**INFORMATION GIVEN**
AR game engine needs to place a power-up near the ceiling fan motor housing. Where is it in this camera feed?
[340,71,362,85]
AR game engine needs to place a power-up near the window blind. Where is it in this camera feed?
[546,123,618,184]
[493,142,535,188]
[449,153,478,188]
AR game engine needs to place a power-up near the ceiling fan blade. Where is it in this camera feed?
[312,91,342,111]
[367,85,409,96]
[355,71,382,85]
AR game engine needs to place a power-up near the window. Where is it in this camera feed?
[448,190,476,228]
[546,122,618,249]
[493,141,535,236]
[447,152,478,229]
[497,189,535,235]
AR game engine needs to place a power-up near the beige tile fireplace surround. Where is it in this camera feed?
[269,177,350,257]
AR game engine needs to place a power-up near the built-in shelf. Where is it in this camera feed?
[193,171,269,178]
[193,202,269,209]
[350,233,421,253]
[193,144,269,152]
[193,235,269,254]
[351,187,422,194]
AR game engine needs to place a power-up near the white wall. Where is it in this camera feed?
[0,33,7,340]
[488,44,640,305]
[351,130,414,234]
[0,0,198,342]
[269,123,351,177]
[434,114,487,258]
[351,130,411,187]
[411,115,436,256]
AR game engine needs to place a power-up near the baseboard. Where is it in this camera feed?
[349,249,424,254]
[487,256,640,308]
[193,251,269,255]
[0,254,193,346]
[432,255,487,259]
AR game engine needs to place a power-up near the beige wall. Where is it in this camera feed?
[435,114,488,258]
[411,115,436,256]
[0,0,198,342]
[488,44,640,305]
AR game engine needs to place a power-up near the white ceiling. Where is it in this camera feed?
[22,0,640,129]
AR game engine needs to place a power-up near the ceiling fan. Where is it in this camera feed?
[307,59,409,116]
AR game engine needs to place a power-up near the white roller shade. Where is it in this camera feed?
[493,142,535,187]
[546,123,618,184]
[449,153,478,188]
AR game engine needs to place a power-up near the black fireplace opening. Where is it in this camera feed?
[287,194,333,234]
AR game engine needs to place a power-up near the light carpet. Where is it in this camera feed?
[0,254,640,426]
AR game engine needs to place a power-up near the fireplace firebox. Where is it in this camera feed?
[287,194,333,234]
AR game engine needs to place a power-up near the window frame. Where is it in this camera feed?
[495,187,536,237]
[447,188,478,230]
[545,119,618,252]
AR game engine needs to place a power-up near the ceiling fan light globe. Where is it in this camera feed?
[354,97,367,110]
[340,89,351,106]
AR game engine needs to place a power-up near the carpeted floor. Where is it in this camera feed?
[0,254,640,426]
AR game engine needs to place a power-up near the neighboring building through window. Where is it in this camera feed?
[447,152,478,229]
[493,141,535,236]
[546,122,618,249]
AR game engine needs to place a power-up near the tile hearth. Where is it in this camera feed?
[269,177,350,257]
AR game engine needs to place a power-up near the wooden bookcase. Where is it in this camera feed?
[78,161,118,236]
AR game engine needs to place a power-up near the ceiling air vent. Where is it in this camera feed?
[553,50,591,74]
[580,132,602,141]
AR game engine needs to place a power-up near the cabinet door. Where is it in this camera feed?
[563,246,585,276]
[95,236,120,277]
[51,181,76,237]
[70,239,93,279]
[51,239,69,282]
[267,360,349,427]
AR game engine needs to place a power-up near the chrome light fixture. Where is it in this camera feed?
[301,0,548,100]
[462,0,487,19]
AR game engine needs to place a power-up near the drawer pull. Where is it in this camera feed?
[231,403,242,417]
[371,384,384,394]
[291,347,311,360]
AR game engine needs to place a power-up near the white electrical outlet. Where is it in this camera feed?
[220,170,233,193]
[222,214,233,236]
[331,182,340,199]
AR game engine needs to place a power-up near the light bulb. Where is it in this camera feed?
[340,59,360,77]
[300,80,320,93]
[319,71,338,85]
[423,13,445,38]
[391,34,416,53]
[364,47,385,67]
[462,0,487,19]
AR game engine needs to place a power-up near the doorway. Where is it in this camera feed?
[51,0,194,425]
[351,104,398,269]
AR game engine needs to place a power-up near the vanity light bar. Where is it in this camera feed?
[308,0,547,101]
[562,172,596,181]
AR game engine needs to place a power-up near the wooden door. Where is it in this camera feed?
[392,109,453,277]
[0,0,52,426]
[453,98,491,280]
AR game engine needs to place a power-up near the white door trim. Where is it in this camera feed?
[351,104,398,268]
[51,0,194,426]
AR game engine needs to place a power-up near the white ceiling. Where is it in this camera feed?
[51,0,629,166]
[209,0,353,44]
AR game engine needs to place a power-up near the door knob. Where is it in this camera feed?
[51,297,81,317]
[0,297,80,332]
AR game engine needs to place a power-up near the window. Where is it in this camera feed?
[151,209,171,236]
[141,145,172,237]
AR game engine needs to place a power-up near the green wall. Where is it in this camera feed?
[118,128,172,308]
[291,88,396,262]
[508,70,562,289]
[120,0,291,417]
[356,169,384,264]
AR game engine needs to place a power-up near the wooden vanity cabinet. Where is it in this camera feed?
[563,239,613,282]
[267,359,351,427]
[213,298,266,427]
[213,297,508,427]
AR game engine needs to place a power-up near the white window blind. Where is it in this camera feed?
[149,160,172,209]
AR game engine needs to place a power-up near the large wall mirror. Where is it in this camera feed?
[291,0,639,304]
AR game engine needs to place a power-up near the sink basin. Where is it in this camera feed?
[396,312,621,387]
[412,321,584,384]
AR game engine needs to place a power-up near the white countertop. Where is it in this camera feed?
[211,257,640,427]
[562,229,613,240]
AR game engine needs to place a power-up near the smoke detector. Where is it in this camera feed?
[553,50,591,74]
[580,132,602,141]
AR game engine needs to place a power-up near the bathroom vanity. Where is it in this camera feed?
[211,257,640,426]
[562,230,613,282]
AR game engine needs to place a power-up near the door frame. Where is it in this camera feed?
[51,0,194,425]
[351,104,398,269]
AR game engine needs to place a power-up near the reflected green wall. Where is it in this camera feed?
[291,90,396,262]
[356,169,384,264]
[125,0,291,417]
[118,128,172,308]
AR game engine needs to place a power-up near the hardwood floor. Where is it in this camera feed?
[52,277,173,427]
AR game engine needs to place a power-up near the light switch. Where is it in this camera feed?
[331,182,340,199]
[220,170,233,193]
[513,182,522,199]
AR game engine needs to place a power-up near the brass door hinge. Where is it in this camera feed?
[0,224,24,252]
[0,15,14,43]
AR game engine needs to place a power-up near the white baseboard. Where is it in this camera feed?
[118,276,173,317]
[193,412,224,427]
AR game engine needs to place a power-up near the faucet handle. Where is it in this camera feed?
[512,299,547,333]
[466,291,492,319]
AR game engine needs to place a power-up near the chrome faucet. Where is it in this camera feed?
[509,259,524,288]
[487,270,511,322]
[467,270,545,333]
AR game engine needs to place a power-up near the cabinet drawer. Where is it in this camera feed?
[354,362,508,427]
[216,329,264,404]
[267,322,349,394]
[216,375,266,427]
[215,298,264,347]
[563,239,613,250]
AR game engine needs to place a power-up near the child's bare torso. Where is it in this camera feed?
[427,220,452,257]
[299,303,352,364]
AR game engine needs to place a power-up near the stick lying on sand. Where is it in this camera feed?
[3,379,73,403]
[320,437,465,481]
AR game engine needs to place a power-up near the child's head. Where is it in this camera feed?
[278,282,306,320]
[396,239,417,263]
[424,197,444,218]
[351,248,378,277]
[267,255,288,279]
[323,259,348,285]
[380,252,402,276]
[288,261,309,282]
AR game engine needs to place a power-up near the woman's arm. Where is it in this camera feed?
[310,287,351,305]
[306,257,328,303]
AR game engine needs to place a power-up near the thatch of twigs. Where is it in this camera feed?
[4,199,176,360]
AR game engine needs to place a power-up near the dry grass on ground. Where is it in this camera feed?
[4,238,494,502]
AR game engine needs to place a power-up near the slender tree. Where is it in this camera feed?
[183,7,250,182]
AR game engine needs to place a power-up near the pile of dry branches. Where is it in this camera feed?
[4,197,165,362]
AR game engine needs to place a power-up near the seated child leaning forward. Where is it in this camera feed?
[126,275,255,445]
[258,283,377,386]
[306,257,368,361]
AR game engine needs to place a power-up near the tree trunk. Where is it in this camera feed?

**PROBLEM DETAILS**
Rewrite the listing from the line with "AR game engine needs to place a power-up near the black" to the line with "[545,119,618,252]" as a numbered list, leaving out any blank lines.

**ANSWER BELOW**
1. AR game engine needs to place a power-up near the black fireplace opening. Where is it in this camera feed?
2. [287,194,333,234]
3. AR game engine needs to place a power-up near the light carpet. Where is it in this camera feed?
4. [0,254,640,426]
5. AR game engine needs to place a power-up near the fireplace firebox. Where is it in this camera feed?
6. [287,194,333,234]
7. AR game engine needs to place a power-up near the window frame. Where is it in this camera feed?
8. [495,187,536,237]
9. [447,188,478,230]
10. [545,119,618,252]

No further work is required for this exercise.